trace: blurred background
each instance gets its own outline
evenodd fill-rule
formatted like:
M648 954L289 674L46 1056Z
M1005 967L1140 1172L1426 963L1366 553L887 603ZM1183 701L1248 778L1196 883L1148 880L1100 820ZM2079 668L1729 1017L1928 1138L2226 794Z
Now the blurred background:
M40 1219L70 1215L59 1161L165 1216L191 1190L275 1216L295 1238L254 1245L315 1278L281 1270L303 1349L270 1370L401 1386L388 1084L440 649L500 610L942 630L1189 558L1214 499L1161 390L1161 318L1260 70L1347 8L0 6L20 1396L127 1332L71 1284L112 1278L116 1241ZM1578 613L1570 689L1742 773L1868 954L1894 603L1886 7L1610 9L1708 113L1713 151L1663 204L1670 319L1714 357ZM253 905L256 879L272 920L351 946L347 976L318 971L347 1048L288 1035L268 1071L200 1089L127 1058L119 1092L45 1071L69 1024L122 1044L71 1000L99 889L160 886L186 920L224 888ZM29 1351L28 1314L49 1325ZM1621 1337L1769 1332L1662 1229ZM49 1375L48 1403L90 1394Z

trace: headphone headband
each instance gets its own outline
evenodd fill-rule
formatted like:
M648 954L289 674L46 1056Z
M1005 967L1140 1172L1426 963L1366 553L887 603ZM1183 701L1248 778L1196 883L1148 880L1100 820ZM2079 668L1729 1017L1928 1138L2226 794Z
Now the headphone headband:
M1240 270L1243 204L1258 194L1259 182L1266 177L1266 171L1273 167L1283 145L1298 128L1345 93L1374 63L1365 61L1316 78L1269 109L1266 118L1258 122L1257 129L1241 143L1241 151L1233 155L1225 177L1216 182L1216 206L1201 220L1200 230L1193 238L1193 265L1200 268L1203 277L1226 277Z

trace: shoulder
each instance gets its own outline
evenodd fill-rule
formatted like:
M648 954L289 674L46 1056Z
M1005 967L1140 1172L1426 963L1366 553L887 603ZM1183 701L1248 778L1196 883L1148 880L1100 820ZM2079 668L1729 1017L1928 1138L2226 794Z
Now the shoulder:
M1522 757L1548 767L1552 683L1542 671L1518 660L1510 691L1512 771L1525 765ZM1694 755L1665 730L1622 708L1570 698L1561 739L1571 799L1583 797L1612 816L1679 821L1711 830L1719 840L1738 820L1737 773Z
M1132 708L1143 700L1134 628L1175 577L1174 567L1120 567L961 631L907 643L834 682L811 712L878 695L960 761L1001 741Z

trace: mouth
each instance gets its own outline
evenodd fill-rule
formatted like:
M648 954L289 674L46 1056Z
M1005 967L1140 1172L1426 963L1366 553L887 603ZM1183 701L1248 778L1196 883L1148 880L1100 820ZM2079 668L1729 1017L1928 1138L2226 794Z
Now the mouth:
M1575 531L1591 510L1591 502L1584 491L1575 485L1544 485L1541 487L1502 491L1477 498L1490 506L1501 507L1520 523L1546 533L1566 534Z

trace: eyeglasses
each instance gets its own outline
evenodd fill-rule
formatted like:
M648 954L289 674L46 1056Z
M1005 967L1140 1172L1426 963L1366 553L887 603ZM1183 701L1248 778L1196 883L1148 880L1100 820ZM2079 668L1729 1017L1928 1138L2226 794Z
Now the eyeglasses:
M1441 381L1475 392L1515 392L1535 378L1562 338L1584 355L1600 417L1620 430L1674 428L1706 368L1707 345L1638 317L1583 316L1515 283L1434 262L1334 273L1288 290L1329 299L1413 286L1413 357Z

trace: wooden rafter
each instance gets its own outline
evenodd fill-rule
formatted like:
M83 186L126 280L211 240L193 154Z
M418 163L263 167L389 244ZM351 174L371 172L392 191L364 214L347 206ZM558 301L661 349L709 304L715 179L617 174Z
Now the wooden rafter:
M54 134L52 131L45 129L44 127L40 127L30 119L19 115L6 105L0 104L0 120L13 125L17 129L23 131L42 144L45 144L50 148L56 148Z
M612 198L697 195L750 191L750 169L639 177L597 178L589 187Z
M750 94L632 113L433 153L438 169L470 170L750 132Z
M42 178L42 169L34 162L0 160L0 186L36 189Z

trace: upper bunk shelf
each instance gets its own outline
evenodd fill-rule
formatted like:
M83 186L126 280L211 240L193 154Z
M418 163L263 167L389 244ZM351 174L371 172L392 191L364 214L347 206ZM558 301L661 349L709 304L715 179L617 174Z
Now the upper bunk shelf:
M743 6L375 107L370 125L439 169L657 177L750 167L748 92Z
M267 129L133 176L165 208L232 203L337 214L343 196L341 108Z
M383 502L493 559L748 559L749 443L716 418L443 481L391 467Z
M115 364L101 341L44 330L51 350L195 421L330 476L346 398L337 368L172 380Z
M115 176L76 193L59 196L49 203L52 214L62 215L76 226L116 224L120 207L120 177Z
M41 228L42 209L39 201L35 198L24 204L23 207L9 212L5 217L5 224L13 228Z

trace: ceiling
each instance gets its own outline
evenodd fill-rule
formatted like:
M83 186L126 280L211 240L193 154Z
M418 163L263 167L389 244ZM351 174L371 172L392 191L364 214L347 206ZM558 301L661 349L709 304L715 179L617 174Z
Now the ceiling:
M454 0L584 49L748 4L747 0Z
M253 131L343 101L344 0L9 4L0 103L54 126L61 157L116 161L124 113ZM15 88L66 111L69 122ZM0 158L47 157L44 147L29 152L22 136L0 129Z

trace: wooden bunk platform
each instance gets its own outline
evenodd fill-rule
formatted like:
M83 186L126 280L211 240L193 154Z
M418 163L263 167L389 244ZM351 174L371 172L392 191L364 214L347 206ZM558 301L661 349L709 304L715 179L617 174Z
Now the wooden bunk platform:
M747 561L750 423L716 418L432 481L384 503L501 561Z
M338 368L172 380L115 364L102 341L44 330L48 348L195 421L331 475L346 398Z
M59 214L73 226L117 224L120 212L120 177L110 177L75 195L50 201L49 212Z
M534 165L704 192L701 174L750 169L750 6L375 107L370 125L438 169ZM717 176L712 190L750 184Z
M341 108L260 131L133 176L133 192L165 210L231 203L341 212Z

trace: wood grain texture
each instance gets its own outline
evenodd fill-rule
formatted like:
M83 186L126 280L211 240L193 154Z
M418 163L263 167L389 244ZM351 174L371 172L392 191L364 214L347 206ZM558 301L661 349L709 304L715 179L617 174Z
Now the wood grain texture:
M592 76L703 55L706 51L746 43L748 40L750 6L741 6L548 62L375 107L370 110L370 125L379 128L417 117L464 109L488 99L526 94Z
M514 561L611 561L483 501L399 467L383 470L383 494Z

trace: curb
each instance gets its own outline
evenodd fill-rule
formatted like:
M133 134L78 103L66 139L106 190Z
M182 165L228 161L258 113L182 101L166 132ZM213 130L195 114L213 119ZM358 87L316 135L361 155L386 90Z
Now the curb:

════════════════

→ Work to complete
Each record is to be given again in full, exactly as it reads.

→ Output for this task
trace: blurred background
each instance gets its own outline
evenodd fill-rule
formatted like:
M648 954L289 674L46 1056Z
M1005 967L1140 1172L1426 963L1366 553L887 603ZM1183 701L1248 778L1196 883L1148 880L1100 820ZM2079 668L1729 1017L1928 1138L2226 794Z
Now the blurred background:
M40 1219L70 1215L59 1161L165 1216L191 1190L275 1216L295 1238L254 1245L315 1278L281 1270L303 1349L270 1370L401 1386L388 1084L440 649L500 610L942 630L1189 558L1214 499L1161 390L1161 318L1260 70L1347 8L0 6L20 1396L127 1332L71 1284L112 1278L116 1241ZM1578 613L1570 689L1742 773L1868 954L1894 603L1886 7L1610 9L1708 113L1713 151L1663 204L1670 319L1714 357ZM253 905L256 879L272 920L351 946L347 976L318 971L347 1048L288 1035L268 1071L200 1089L127 1058L119 1092L45 1071L69 1024L122 1044L71 1000L99 889L160 886L186 920L224 888ZM29 1351L28 1314L49 1325ZM1621 1337L1769 1332L1662 1229ZM49 1375L48 1403L90 1394Z

trace: headphone headband
each instance gets its own outline
evenodd fill-rule
formatted like:
M648 954L289 674L46 1056Z
M1005 967L1140 1172L1426 963L1366 553L887 603ZM1183 701L1248 778L1196 883L1148 880L1100 820ZM2079 668L1729 1017L1928 1138L2226 794Z
Now the headphone headband:
M1240 270L1243 204L1258 194L1259 182L1266 177L1266 171L1273 167L1283 145L1298 128L1345 93L1374 63L1365 61L1316 78L1269 109L1266 118L1258 122L1257 129L1241 143L1241 151L1233 155L1225 177L1216 182L1216 206L1201 220L1200 230L1193 238L1193 265L1200 268L1203 277L1226 277Z

trace: shoulder
each instance gets its own outline
evenodd fill-rule
formatted like:
M648 954L289 674L46 1056Z
M1005 967L1140 1172L1426 963L1366 553L887 603ZM1183 701L1248 778L1196 883L1148 880L1100 820ZM2079 668L1729 1017L1928 1138L2226 794Z
Now the shoulder:
M1522 757L1548 767L1552 683L1542 671L1518 660L1510 691L1512 771L1525 765ZM1694 755L1665 730L1622 708L1570 698L1561 739L1571 799L1583 797L1612 816L1679 821L1711 830L1719 840L1738 820L1737 773Z
M1132 708L1143 700L1134 628L1175 577L1174 567L1120 567L961 631L907 643L834 682L811 712L878 695L960 761L1001 741Z

trace: mouth
each instance gets its own outline
evenodd fill-rule
formatted like:
M648 954L289 674L46 1056Z
M1005 967L1140 1172L1426 963L1366 553L887 603ZM1183 701L1248 778L1196 883L1148 880L1100 820ZM2079 668L1729 1017L1928 1138L2226 794Z
Now the mouth:
M1575 531L1591 510L1591 502L1584 491L1575 485L1544 485L1541 487L1502 491L1477 498L1490 506L1501 507L1520 523L1546 533L1566 534Z

trace: eyeglasses
each instance gets its own outline
evenodd fill-rule
formatted like:
M648 954L289 674L46 1056Z
M1005 967L1140 1172L1426 963L1366 553L887 603ZM1183 701L1248 778L1196 883L1148 880L1100 820ZM2079 668L1729 1017L1928 1138L2226 794Z
Now the eyeglasses:
M1441 381L1475 392L1515 392L1535 378L1562 338L1584 355L1600 417L1620 430L1674 428L1706 368L1707 345L1638 317L1583 316L1515 283L1434 262L1334 273L1288 290L1329 299L1413 286L1413 357Z

trace: wooden rafter
each instance gets its own outline
evenodd fill-rule
formatted like:
M83 186L126 280L211 240L193 154Z
M418 163L263 167L389 244ZM351 174L371 172L392 191L364 214L347 206ZM558 301L661 349L709 304L715 179L617 174Z
Now the wooden rafter:
M54 134L52 131L45 129L44 127L40 127L30 119L19 115L6 105L0 104L0 120L13 125L17 129L23 131L42 144L45 144L50 148L56 148Z
M612 198L697 195L750 191L750 169L639 177L597 178L589 187Z
M750 94L632 113L433 153L438 169L470 170L750 132Z
M42 178L42 169L34 162L0 160L0 186L36 189Z

trace: upper bunk shelf
each instance gets its own outline
evenodd fill-rule
formatted like:
M83 186L126 280L211 240L193 154Z
M418 163L263 167L389 244ZM351 174L371 172L392 191L364 214L347 206ZM558 301L661 349L709 304L715 179L617 174Z
Now the upper bunk shelf:
M743 6L375 107L370 125L439 169L657 177L750 167L748 92Z
M267 129L133 176L165 208L232 203L337 214L343 196L341 108Z
M383 502L493 559L748 559L749 443L716 418L443 481L391 467Z
M115 364L101 341L44 330L51 350L195 421L330 476L346 398L337 368L172 380Z
M115 176L76 193L59 196L49 203L52 214L62 215L76 226L116 224L120 207L120 177Z
M41 228L42 209L39 201L35 198L24 204L23 207L9 212L5 217L5 224L13 228Z

trace: ceiling
each instance gets its own outline
evenodd fill-rule
formatted like:
M83 186L126 280L211 240L193 154Z
M418 163L263 167L389 244ZM351 174L371 172L392 191L364 214L347 206ZM558 301L661 349L709 304L715 179L617 174Z
Now the ceiling:
M454 0L584 49L748 4L747 0Z
M253 131L343 101L344 0L9 4L0 103L54 126L61 157L116 161L124 113ZM15 88L66 111L69 122ZM0 158L47 157L44 147L29 152L22 136L0 129Z

trace: wooden bunk platform
each instance gets its own outline
evenodd fill-rule
formatted like:
M83 186L126 280L211 240L193 154Z
M418 163L263 167L389 244ZM351 174L371 172L392 191L364 214L347 206ZM558 301L661 349L709 304L715 179L617 174Z
Now the wooden bunk platform:
M747 561L750 423L716 418L432 481L384 503L501 561Z
M338 368L172 380L115 364L102 341L44 330L48 348L195 421L331 475L346 398Z
M59 214L73 226L117 224L120 212L120 177L110 177L75 195L50 201L49 212Z
M534 165L704 192L701 174L750 169L750 6L375 107L370 125L438 169ZM717 176L712 190L750 184Z
M341 108L260 131L133 176L133 192L165 210L231 203L341 212Z

trace: wood grain texture
each instance gets its own outline
evenodd fill-rule
formatted like:
M83 186L126 280L211 240L193 154Z
M418 163L263 167L389 244ZM351 174L371 172L392 191L364 214L347 206ZM558 301L661 349L709 304L715 179L617 174Z
Now the wood grain texture:
M592 76L703 55L706 51L746 43L748 40L750 6L741 6L548 62L375 107L370 110L370 125L379 128L417 117L464 109L488 99L526 94Z
M514 561L611 561L483 501L399 467L383 470L383 494Z

trace: curb
each instance gets its own outline
evenodd fill-rule
formatted like:
M133 134L78 103L66 139L106 190Z
M182 165L228 161L258 113L182 101L166 132ZM213 130L195 114L213 119ZM358 87L316 135L361 155L386 90Z
Now the curb:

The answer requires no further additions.